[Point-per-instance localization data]
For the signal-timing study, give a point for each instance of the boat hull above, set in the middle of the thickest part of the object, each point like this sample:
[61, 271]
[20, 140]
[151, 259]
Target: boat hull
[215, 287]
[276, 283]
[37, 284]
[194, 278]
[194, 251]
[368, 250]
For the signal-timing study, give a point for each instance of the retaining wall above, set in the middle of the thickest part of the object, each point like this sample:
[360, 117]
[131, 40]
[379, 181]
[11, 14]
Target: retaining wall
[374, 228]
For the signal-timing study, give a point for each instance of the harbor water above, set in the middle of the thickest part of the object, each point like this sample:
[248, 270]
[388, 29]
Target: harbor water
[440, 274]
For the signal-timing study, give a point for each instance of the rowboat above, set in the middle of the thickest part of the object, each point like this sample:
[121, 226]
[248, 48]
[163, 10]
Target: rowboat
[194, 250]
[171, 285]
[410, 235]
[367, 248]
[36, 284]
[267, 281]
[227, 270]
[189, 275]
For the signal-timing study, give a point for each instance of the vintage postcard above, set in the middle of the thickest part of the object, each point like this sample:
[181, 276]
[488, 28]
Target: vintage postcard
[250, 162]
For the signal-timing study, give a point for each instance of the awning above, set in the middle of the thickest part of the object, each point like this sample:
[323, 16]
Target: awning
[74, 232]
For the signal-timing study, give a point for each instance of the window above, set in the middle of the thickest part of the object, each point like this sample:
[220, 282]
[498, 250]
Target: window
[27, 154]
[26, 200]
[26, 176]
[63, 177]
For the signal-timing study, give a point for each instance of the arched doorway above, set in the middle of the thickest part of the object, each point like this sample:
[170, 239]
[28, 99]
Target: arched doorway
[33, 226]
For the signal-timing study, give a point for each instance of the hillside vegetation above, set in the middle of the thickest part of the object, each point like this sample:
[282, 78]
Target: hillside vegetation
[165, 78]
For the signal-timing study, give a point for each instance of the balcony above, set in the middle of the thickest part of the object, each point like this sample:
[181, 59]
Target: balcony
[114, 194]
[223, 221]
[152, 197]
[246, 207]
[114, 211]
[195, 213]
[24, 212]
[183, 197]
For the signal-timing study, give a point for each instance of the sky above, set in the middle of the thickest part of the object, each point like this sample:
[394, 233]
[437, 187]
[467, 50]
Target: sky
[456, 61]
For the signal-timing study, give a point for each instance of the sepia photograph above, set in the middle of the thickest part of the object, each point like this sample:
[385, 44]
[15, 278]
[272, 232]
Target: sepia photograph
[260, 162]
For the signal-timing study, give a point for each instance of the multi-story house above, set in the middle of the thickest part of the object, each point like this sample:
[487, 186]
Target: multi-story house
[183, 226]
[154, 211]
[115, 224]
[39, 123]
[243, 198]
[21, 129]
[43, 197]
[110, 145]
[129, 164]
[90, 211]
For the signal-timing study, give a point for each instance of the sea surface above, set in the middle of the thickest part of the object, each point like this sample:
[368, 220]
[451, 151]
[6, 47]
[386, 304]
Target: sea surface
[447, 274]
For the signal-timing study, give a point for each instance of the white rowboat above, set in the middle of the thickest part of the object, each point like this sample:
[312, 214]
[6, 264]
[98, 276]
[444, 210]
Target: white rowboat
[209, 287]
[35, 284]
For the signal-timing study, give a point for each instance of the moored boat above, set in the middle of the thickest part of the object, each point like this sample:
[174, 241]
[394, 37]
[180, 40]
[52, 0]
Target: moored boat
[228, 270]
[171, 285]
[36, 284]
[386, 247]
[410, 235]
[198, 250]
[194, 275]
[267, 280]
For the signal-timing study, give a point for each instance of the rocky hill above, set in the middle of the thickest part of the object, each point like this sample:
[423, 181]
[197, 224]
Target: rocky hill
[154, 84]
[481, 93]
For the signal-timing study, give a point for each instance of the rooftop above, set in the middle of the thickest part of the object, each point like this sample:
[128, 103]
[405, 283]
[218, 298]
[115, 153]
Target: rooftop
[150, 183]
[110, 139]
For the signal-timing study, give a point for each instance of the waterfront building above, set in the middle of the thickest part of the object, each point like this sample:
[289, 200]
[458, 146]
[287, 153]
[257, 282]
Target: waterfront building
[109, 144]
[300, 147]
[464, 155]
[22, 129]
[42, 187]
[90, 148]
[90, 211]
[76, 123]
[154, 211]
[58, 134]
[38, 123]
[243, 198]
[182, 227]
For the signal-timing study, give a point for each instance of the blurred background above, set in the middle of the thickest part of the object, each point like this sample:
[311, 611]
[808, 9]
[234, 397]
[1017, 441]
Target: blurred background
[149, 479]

**Action item**
Every record should be given again exactly.

**The completed task**
For the signal-timing study, give a point for each instance of the boat hull above, set in the middle of the thickest part of the object, each point like this sample:
[61, 271]
[20, 140]
[151, 259]
Target: boat hull
[215, 287]
[276, 283]
[37, 284]
[194, 278]
[194, 251]
[368, 250]
For the signal-timing study, give a point for each instance of the retaining wall above, set in the middle of the thickest part of the object, each point like this sample:
[360, 117]
[131, 40]
[379, 181]
[11, 14]
Target: retaining wall
[374, 228]
For the signal-timing study, give a point for each instance of the harbor water above, set in the middle of the thickest part of the object, each point like this sample:
[248, 270]
[388, 29]
Target: harbor water
[440, 274]
For the signal-timing study, give a point for each instance of the rowboat above, set in the middle of the thickest part of the object, each point like this sample:
[121, 226]
[248, 48]
[163, 10]
Target: rowboat
[194, 250]
[171, 285]
[410, 235]
[367, 248]
[36, 284]
[267, 281]
[227, 270]
[189, 275]
For the signal-timing study, give a point for each instance of the vintage postcard above, set in the middle of the thickest part of the object, each point like this sample:
[181, 276]
[488, 28]
Target: vintage postcard
[250, 162]
For the signal-timing study, give a point for each instance of the awning above, set in the middle of the thickest part of the object, each point like this sample:
[323, 16]
Target: awning
[74, 232]
For the signal-timing study, give a point for each instance of the window above, set in the middle of the thickest part of the object, each point like this sample:
[220, 282]
[498, 250]
Target: window
[27, 154]
[26, 200]
[26, 176]
[63, 177]
For the signal-timing study, give a point for each instance of the arched doorway above, set in the middle of the thickest part of the object, each point like this sample:
[170, 239]
[28, 99]
Target: arched doorway
[33, 226]
For the signal-timing study, give a point for each instance of the hillside vegetation above, set in the middle of the thickest part of the object, each point like this sample:
[282, 78]
Target: hillside vegetation
[165, 78]
For the signal-timing study, give a point for each instance of the balcony above, set in the middle of the thickest part of the object, each point like this sample:
[181, 59]
Target: balcony
[114, 194]
[223, 221]
[152, 197]
[246, 207]
[114, 211]
[195, 213]
[24, 212]
[183, 197]
For the signal-timing study, give a point for each instance of the sky above, set in the middle of the thickest part of the object, each point like this sample:
[394, 233]
[437, 187]
[467, 50]
Target: sky
[456, 61]
For the signal-timing study, give a point for each instance of the sepia photograph above, set in the middle of the thickest part of the object, each point like this sample:
[385, 44]
[15, 278]
[272, 232]
Target: sepia photograph
[260, 162]
For the signal-timing study, give a point for each instance of the multi-story house above, set in the middle of the thickest part of the object, each point like this sample:
[487, 186]
Target: multi-story house
[183, 226]
[154, 211]
[115, 224]
[39, 123]
[243, 198]
[21, 129]
[43, 197]
[110, 145]
[129, 164]
[90, 211]
For the signal-timing study, give a point for each instance of the sea surface above, set in the middle of the thickest part of the object, each point like this sample:
[368, 220]
[451, 151]
[6, 47]
[386, 304]
Target: sea surface
[447, 274]
For the signal-timing study, give a point for each instance of the white rowboat above, set in the middle of the thickest part of the object, each point like this sample:
[312, 214]
[6, 264]
[98, 276]
[444, 210]
Target: white rowboat
[209, 287]
[35, 284]
For the signal-timing study, give a point for each instance of the moored boat above, set in the middle of the thickest part of the object, each point like this sample:
[174, 241]
[394, 37]
[180, 40]
[52, 0]
Target: moored boat
[228, 270]
[171, 285]
[36, 284]
[386, 247]
[410, 235]
[198, 250]
[194, 275]
[267, 280]
For the signal-timing study, give a point for each instance of the rocky hill above, set in the middle of the thickest part of the object, each point like this sample:
[423, 181]
[197, 224]
Target: rocky hill
[154, 84]
[481, 93]
For the signal-timing study, give a point for each instance of the rooftop above, set in the middle of the thickest part of the object, each point like this sample:
[128, 103]
[405, 283]
[218, 298]
[115, 153]
Target: rooftop
[150, 183]
[110, 139]
For the signal-timing study, give a point for each instance of the waterfront building above, set in the middle of the thickest part of the object, each point like this sample:
[289, 200]
[458, 146]
[287, 153]
[257, 282]
Target: waterfront building
[109, 144]
[300, 147]
[464, 155]
[22, 129]
[42, 187]
[90, 148]
[90, 211]
[76, 123]
[154, 211]
[58, 134]
[38, 123]
[243, 198]
[182, 227]
For the signal-timing study, give a point for each instance of the blurred background above, set in the middle of the thickest part of the object, each point like this sample:
[311, 611]
[808, 9]
[234, 397]
[1017, 441]
Target: blurred background
[149, 479]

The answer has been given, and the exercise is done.